• **What is required**:
Give back everything from the start of the records down to the line containing "positive clicks: (319, 693)", switching each "rough mask" to "coarse mask" and changing nothing else. Leave the pictures out of the answer.

• **Exercise material**:
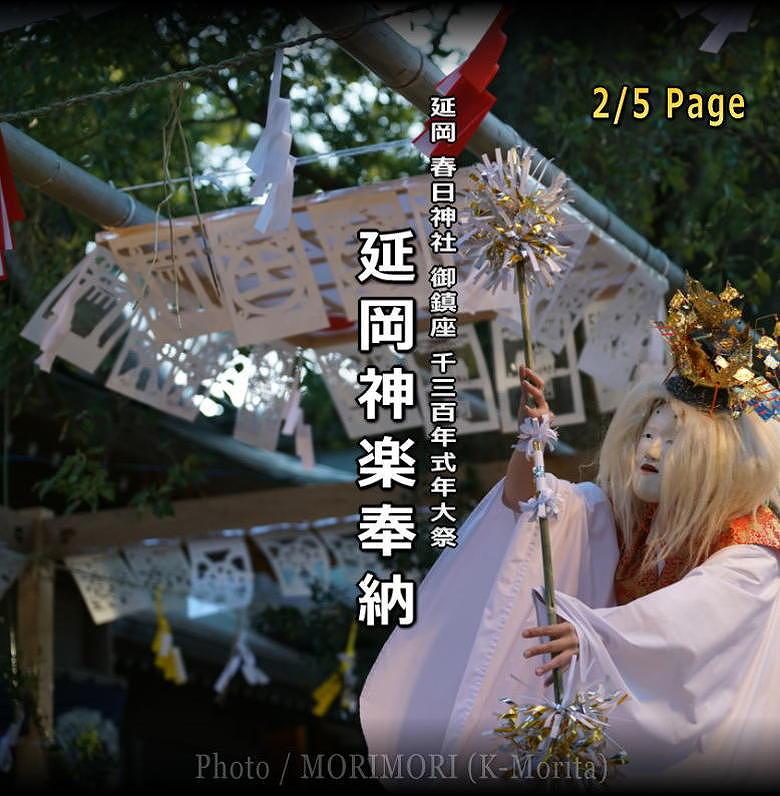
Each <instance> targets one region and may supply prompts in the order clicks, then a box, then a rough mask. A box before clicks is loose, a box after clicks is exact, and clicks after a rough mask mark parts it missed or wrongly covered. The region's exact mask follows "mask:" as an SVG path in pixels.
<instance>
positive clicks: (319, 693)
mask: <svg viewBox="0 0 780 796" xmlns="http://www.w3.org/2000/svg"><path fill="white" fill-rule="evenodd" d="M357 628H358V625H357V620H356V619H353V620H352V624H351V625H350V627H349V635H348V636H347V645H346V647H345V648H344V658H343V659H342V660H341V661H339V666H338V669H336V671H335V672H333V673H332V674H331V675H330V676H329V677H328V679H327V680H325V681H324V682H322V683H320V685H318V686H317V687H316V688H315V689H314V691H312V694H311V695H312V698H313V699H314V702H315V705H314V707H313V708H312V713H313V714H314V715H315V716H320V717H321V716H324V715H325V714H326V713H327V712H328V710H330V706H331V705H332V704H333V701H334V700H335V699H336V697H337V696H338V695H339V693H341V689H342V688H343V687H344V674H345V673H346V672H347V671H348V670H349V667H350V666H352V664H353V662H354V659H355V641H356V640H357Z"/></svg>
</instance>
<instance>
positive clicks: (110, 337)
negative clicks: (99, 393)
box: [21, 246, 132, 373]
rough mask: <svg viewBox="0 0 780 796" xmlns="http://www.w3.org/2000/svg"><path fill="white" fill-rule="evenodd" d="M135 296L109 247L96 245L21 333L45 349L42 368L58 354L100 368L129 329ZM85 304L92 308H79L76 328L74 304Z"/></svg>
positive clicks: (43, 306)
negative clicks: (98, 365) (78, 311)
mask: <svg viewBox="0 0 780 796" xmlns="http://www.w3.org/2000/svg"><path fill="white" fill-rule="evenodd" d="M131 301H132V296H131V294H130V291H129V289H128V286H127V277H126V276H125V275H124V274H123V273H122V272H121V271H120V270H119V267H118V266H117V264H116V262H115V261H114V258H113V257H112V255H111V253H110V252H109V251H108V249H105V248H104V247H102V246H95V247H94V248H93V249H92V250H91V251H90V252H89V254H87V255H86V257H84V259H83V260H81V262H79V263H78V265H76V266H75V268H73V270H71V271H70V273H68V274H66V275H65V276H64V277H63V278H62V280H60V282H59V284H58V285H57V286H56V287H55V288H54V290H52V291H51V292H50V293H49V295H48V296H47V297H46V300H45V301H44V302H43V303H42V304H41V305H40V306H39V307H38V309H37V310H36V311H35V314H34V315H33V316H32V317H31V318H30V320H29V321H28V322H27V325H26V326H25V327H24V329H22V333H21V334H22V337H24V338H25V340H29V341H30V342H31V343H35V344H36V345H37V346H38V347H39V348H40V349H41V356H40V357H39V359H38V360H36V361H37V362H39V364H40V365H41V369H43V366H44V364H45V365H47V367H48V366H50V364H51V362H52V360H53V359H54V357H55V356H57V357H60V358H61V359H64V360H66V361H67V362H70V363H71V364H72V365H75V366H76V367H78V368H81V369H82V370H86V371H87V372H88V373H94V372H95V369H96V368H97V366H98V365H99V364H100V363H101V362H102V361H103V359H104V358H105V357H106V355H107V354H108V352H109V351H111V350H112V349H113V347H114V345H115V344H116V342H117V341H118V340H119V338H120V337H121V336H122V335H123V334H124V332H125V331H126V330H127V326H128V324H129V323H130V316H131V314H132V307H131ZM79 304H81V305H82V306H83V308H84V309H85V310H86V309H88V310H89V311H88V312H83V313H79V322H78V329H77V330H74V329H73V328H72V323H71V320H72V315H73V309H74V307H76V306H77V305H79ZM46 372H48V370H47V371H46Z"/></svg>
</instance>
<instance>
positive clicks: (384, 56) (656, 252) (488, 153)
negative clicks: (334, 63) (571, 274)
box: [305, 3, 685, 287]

• **Exercise output**:
Each <instance> targets one region and may supply prompts in the order clicks, then a box, then a coarse mask. A box before clicks is loose, a box after clicks is exact, and clicks after a coarse mask mark parts it missed or wrongly covered. The region's exact mask follows "mask:" as an SVG path in pixels.
<instance>
positive clicks: (319, 693)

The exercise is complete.